OBJECTIVE:
Reproduce the Bayan database abstract below word for word, in full.

[Start of DOCUMENT EXCERPT]

Bayan: An Arabic Text Database Management System.
Roger King, Ali Morfeq:
Most existing databases lack features which allow
for the convenient manipulation of text. It is even more
difficult to use them if the text language is not based on the
Roman alphabet. The Arabic language is a very good example
of this case. Many projects have attempted to use
conventional database systems for Arabic data manipulation
(including text data), but because of Arabic's many
differences with English, these projects have met with limited
success. In the Bayan project, the approach has been
different. Instead of simply trying to adopt an environment
to Arabic, the properties of the Arabic language were the
starting point and everything was designed to meet the
needs of Arabic, thus avoiding the shortcomings of other
projects. A text database management system was designed
to overcome the shortcomings of conventional database
management systems in manipulating text data. Bayan's
data model is based on an object-oriented approach which
helps the extensibility of the system for future use. In Bayan,
we designed the database with the Arabic text properties
in mind. We designed it to support the way Arabic
words are derived, classified, and constructed. Furthermore,
linguistic algorithms (for word generation and morphologlcal
decomposition of words) were designed, leading
to a formalization of rules of Arabic language writing and
sentence construction. A user interface was designed on
top of this environment. A new representation of the Arabic
characters was designed, a complete Arabic keyboard
layout was created, and a window-based Arabic user interface
was also designed.

[End of DOCUMENT EXCERPT]
[Start of DATA]

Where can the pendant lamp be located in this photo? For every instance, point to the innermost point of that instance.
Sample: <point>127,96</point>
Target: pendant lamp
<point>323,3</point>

[End of DATA]

CORRECT RESULT:
Bayan: An Arabic Text Database Management System.
Roger King, Ali Morfeq:
Most existing databases lack features which allow
for the convenient manipulation of text. It is even more
difficult to use them if the text language is not based on the
Roman alphabet. The Arabic language is a very good example
of this case. Many projects have attempted to use
conventional database systems for Arabic data manipulation
(including text data), but because of Arabic's many
differences with English, these projects have met with limited
success. In the Bayan project, the approach has been
different. Instead of simply trying to adopt an environment
to Arabic, the properties of the Arabic language were the
starting point and everything was designed to meet the
needs of Arabic, thus avoiding the shortcomings of other
projects. A text database management system was designed
to overcome the shortcomings of conventional database
management systems in manipulating text data. Bayan's
data model is based on an object-oriented approach which
helps the extensibility of the system for future use. In Bayan,
we designed the database with the Arabic text properties
in mind. We designed it to support the way Arabic
words are derived, classified, and constructed. Furthermore,
linguistic algorithms (for word generation and morphologlcal
decomposition of words) were designed, leading
to a formalization of rules of Arabic language writing and
sentence construction. A user interface was designed on
top of this environment. A new representation of the Arabic
characters was designed, a complete Arabic keyboard
layout was created, and a window-based Arabic user interface
was also designed.